Consignes =
1. Citez l’entretien sur les éditeurs japonais de « Je n’ai pas » à « principale activité professionnelle. ».
2. Dans l’entretien sur les éditeurs japonais, avec qui la personne interrogée essaie-t-elle en général de travailler ?
3. Poursuivez l’entretien sur les éditeurs japonais après sa dernière phrase.

Extrait de page =
**********

Vous travaillez souvent avec des éditeurs japonais, quelles sont leurs attentes ? Avez-vous rencontré des difficultés particulières ? Avez-vous quelques exemples ?
Je n’ai pas l’impression qu’ils se soucient vraiment du marché français. Les difficultés sont d’ordre culturel. La culture d’entreprise, les us et coutumes, la barrière de la langue sont souvent un frein. En général, j’essaie de travailler avec de petits éditeurs ou directement avec les auteurs car pour faire un bon projet j’ai besoin d’un minimum d’affectif, ce qui est rare quand on travaille avec les gros éditeurs et leurs avocats qui préparent les contrats. L’édition, pour moi, doit rester un plaisir puisque ce n’est pas ma principale activité professionnelle.
Quels sont vos futurs projets ?

**********

Données extraites =
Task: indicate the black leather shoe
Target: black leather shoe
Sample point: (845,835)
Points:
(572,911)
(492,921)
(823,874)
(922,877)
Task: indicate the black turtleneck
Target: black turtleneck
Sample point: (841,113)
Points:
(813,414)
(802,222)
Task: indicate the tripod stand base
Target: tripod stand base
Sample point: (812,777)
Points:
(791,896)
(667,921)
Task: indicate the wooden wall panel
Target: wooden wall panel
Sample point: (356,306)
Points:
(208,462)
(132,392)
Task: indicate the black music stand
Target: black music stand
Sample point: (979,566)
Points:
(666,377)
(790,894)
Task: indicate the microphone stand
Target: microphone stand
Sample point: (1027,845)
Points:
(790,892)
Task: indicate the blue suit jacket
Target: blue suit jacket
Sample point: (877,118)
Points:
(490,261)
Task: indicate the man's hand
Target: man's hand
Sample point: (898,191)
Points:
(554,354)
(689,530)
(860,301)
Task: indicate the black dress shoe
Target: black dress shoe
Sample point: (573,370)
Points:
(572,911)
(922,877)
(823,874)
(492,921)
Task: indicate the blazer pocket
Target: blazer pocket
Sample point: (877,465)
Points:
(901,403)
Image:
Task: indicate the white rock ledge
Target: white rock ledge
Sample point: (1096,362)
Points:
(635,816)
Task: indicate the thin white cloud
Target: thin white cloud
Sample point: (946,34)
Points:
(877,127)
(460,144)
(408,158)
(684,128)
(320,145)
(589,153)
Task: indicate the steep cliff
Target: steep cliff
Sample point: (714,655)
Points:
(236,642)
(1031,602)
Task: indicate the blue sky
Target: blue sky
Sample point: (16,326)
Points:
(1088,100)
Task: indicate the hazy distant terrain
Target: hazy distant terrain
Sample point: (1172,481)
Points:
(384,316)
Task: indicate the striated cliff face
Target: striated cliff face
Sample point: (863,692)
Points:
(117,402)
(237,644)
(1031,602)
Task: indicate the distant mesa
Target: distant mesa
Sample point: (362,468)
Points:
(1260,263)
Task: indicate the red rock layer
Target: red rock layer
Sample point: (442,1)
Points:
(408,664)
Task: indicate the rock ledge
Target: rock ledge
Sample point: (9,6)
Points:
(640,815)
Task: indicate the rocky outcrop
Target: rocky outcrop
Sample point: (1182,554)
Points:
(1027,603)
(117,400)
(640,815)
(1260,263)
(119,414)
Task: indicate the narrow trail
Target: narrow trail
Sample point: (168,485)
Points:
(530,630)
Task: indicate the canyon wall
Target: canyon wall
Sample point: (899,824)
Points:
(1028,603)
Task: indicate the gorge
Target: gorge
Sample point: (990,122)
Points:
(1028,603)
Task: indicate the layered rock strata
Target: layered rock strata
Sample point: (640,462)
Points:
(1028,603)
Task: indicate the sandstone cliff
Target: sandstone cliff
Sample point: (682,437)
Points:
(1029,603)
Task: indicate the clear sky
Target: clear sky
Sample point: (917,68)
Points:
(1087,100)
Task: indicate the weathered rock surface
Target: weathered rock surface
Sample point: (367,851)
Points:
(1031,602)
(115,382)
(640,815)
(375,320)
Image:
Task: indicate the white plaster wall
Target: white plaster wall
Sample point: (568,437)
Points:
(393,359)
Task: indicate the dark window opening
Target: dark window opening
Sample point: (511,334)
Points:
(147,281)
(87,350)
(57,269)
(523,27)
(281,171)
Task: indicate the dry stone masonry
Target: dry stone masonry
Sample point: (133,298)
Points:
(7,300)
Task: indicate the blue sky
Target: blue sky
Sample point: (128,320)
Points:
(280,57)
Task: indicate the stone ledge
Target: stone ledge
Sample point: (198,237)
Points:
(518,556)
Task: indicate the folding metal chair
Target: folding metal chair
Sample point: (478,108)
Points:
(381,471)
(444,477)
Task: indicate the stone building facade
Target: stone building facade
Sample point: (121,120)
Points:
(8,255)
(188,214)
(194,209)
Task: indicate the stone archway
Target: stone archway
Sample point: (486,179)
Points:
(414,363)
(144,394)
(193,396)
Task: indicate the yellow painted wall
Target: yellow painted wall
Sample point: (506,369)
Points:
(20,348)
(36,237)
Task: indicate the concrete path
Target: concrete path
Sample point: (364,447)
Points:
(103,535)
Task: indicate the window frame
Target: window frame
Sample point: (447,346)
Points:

**********

Réponses en ordre =
1.
Je n’ai pas l’impression qu’ils se soucient vraiment du marché français. Les difficultés sont d’ordre culturel. La culture d’entreprise, les us et coutumes, la barrière de la langue sont souvent un frein. En général, j’essaie de travailler avec de petits éditeurs ou directement avec les auteurs car pour faire un bon projet j’ai besoin d’un minimum d’affectif, ce qui est rare quand on travaille avec les gros éditeurs et leurs avocats qui préparent les contrats. L’édition, pour moi, doit rester un plaisir puisque ce n’est pas ma principale activité professionnelle.

2. Avec de petits éditeurs ou directement avec les auteurs.

3.
Ils sont nombreux : Anjin San, un manga bucolique sur les petits rien qui font la vie et inspiré par le bouddhisme ; un livre jeunesse sur le tour de France par le couple japonais Marini Monteany ; un livre sur la photographie japonaise sous la direction de Sophie Cavaliero dans la même collection que Nouvelle Garde et Mangapolis et bien d’autres encore…
En dehors de l’aspect financier, que vous a apporté la Fondation ?
Etre soutenu par la Fondation en dehors de l’aspect financier c’est déjà avoir en face de nous une structure reconnue qui s’intéresse à notre projet et qui est prête à prendre un risque avec nous. Nous vivons cela plus comme un partenariat et un accompagnement que nous espérons sur le long terme, que comme une chasse à la subvention.